Your assignment -
Drop the images; return everything else in the listing below exactly.

Data provided -
((

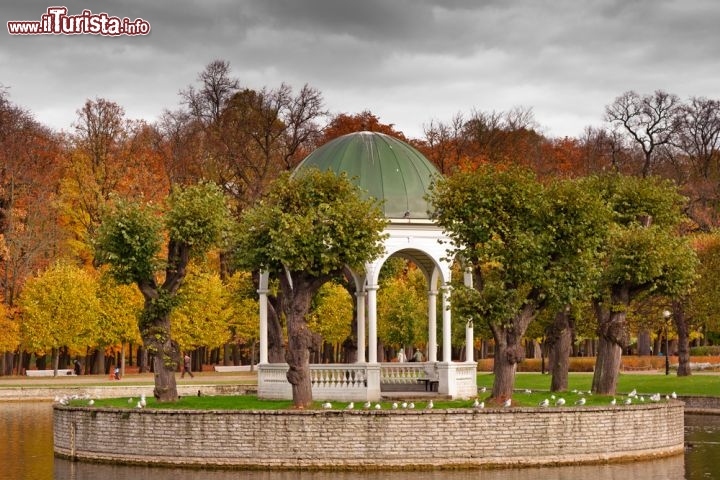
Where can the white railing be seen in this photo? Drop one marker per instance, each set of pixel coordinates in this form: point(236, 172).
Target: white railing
point(407, 373)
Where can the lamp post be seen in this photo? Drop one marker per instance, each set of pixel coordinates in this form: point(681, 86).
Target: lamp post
point(667, 315)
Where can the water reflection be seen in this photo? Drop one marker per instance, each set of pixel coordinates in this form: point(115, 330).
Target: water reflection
point(665, 469)
point(26, 453)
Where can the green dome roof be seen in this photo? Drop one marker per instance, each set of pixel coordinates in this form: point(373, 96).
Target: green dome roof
point(388, 169)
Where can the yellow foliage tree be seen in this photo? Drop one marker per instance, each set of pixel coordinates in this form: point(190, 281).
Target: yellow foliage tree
point(332, 314)
point(59, 308)
point(204, 312)
point(9, 331)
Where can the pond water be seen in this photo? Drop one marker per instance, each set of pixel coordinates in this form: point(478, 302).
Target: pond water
point(26, 452)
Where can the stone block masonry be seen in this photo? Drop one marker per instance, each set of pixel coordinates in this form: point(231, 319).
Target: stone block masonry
point(358, 439)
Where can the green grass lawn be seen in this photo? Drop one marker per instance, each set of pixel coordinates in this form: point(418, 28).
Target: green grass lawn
point(708, 385)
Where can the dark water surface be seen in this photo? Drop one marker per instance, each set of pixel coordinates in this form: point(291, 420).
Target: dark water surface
point(26, 452)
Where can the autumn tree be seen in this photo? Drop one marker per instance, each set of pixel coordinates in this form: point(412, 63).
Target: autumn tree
point(643, 255)
point(528, 246)
point(129, 241)
point(203, 315)
point(331, 314)
point(59, 309)
point(29, 174)
point(649, 120)
point(304, 232)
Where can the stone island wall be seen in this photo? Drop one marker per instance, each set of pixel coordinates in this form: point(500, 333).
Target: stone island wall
point(358, 439)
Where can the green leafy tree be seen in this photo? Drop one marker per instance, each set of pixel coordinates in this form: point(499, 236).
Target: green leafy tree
point(529, 246)
point(129, 241)
point(305, 231)
point(60, 308)
point(644, 255)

))

Answer section -
Where can the white railing be seen in this photo? Drop one marker per instance, each set of pixel coordinates in this form: point(236, 172).
Target: white railing
point(407, 373)
Where can the lamp post be seen in this photo? Drop one marker per instance, each set of pixel coordinates in this form: point(681, 86).
Target: lamp post
point(667, 315)
Where can the water reflection be seen in this photo? Drop one marker per instance, each set of pixel coordinates in this form: point(115, 330).
Target: water reflection
point(665, 469)
point(26, 453)
Where can the green dome roof be seen in this photo? Drop one marker per instance, each set of pixel coordinates in this form: point(373, 96).
Target: green dome roof
point(388, 169)
Where can the yellow foliage tree be seen in this photo? Drop one marker per instance, each set of pixel coordinates in this form: point(190, 281).
Target: yellow foliage tree
point(332, 314)
point(59, 308)
point(204, 312)
point(9, 331)
Where can the pond water be seen in this photo? Drop one marker per instance, each set of pixel coordinates in this form: point(478, 302).
Target: pond water
point(26, 452)
Where can the stone block masonry be seen in this photo? Drop one marker per instance, each set of pixel coordinates in this form: point(231, 319).
Target: stone block masonry
point(358, 439)
Where can the green grass lawn be seen in this photo? Drop one marker per instance, each set of pixel coordinates in this form: point(418, 28).
Target: green grass lawn
point(708, 385)
Where can the dark water surface be seen in this photo? Drop one marker per instance, each set of pixel coordinates in this form: point(291, 420).
Target: dark water surface
point(26, 452)
Where can the autumn tree be seen in this photo? Drop one marker per instance, each set of pixel coordinates in this form: point(412, 63).
Target: autumn tree
point(643, 255)
point(528, 246)
point(129, 241)
point(203, 315)
point(331, 314)
point(59, 309)
point(29, 174)
point(649, 120)
point(304, 232)
Where can the stone island wall be seen in this photo? Drop one marker per instance, each set of pixel coordinates in this form: point(500, 333).
Target: stone island wall
point(358, 439)
Where can the green leafy tree be seen in this photo? Drop one marker per instance, each set of pixel coordinates in this form: point(499, 236).
Target: green leafy tree
point(529, 246)
point(129, 241)
point(305, 231)
point(60, 308)
point(644, 255)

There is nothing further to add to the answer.